** Begin **

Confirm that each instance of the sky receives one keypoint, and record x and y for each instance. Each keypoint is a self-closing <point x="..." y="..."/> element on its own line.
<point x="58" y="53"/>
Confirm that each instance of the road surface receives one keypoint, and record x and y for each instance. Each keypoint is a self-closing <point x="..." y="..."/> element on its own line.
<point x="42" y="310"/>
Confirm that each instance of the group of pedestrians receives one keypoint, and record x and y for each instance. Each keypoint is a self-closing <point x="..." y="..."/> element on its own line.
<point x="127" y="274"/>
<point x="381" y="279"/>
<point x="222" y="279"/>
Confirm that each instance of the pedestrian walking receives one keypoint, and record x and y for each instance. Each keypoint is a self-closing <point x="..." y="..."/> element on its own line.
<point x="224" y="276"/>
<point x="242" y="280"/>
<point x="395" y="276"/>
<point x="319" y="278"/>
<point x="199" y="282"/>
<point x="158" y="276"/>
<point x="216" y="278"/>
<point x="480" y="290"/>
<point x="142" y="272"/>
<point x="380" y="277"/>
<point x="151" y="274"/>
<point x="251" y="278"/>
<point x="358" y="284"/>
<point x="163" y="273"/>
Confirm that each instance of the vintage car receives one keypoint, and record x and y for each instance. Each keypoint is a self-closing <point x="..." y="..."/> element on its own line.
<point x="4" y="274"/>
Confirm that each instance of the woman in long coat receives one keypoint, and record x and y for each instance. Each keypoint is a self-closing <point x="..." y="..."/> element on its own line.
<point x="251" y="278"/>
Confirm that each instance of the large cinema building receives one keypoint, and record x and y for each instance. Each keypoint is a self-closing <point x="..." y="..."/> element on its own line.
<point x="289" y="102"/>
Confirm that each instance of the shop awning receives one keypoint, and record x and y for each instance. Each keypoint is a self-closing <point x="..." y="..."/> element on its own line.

** End **

Work instructions
Output the full listing exactly as it stands.

Task result
Confirm that each instance of the sky receives one keypoint, and record x and y for each instance. Each keypoint is a self-closing <point x="..." y="..."/> element on its own line.
<point x="58" y="53"/>
Confirm that each instance of the road surface receives one keypoint, and record x and y for each instance. Each keypoint is a self-closing <point x="..." y="..."/> element on its own line.
<point x="42" y="310"/>
Confirm that each instance of the group of pedestrians receives one keypoint, and record x and y for each instance. Each keypoint is a self-closing <point x="..." y="..."/> element on its own line.
<point x="127" y="274"/>
<point x="381" y="279"/>
<point x="222" y="279"/>
Confirm that each instance of the pedestrian walking receives one keypoint, and record x and y for each instance. Each keypoint is a self-closing <point x="..." y="..."/> element on its own line.
<point x="224" y="276"/>
<point x="242" y="280"/>
<point x="395" y="276"/>
<point x="319" y="278"/>
<point x="199" y="282"/>
<point x="158" y="276"/>
<point x="216" y="278"/>
<point x="480" y="290"/>
<point x="142" y="272"/>
<point x="380" y="277"/>
<point x="151" y="274"/>
<point x="251" y="278"/>
<point x="358" y="284"/>
<point x="163" y="273"/>
Confirm that each instance of the vintage car receives one keypoint, and record x and y for each instance. Each keypoint is a self-closing <point x="..." y="..."/> element on its own line.
<point x="4" y="274"/>
Confirm that each instance of the woman in long coat receives one keypoint, and record x and y for each instance. Each keypoint is a self-closing <point x="..." y="..."/> element on its own line.
<point x="251" y="278"/>
Confirm that each instance of the large cinema building receives one keypoint, and record x and y for each instance. Each keypoint is a self-closing <point x="..." y="..."/> element on its own line.
<point x="289" y="102"/>
Confirm that each instance of the shop awning receives one keypoint, and record x and y for each instance. Each keypoint is a self-closing <point x="..." y="..."/> element on its own line.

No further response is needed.